**MATERIAL PROVIDED**
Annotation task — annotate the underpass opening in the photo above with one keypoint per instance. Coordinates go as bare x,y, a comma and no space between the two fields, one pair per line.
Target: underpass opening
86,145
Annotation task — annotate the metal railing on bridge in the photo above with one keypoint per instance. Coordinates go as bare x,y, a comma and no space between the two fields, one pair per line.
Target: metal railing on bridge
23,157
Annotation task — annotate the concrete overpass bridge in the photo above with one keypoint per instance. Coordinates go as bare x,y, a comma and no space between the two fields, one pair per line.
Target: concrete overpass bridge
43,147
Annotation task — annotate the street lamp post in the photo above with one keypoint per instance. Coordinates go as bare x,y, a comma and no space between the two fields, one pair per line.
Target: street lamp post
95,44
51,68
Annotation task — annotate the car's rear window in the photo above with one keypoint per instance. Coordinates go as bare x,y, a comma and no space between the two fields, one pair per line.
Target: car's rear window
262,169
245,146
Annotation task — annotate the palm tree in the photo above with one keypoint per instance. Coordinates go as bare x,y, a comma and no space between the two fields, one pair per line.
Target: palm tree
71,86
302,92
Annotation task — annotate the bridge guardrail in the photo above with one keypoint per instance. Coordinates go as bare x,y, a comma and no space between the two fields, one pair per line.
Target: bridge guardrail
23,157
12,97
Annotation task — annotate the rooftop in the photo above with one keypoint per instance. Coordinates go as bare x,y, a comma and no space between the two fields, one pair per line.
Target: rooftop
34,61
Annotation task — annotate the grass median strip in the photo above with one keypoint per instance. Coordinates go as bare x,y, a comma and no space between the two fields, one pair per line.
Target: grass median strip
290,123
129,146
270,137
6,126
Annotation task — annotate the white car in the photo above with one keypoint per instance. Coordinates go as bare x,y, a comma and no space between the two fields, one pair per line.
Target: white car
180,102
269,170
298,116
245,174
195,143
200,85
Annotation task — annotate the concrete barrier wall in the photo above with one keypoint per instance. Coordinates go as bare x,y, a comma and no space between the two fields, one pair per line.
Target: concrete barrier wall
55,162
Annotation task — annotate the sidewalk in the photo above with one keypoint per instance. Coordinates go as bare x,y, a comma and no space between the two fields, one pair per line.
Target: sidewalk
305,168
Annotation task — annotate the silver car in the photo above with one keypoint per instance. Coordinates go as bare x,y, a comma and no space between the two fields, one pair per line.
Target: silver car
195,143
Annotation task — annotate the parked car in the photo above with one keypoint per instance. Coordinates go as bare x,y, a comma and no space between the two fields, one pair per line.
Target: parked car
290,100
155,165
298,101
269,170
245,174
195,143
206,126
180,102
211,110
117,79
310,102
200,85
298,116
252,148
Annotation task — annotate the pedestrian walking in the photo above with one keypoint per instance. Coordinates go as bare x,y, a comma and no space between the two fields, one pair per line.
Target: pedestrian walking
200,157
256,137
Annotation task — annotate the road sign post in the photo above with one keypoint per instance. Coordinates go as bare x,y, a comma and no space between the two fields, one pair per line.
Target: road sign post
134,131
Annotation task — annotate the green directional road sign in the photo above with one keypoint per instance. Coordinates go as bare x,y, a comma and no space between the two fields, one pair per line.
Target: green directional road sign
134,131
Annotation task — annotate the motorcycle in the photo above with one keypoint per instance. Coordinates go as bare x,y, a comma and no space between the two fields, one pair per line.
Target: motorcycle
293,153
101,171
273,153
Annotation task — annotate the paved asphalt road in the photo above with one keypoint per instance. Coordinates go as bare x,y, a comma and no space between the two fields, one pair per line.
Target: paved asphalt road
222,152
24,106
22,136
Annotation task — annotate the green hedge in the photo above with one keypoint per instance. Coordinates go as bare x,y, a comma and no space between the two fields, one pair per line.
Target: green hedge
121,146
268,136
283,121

**ASSIGNMENT**
Your reply should consist only of the lines from the one containing "Annotation task — annotate the green directional" through the last line of the records, each reproduced exactly.

**WORKED SOLUTION**
Annotation task — annotate the green directional road sign in the photo above with one keypoint per instance. Coordinates go as bare x,y, a comma and no space between the two fields, one pair per line.
Target: green directional road sign
134,131
Annotation task — annotate the motorcycle in the photo above with one keypoint per instance. Coordinates go as bare x,y, a comma and no space between the two fields, one pair per line.
Target: motorcycle
293,153
101,171
273,153
Annotation task — annotate the paved asphalt road in the photo above with one keypoint per instance. Coordinates go as bare x,y, a comma and no space between the two fields, one pair per line.
Target: paved asphalt road
222,152
24,106
22,136
Annotation task — annotate the green hedge in the photo above with one keypoint per instance. Coordinates go as bare x,y, a comma and no space between the two fields, one pair per line.
Target: green hedge
121,146
268,136
283,121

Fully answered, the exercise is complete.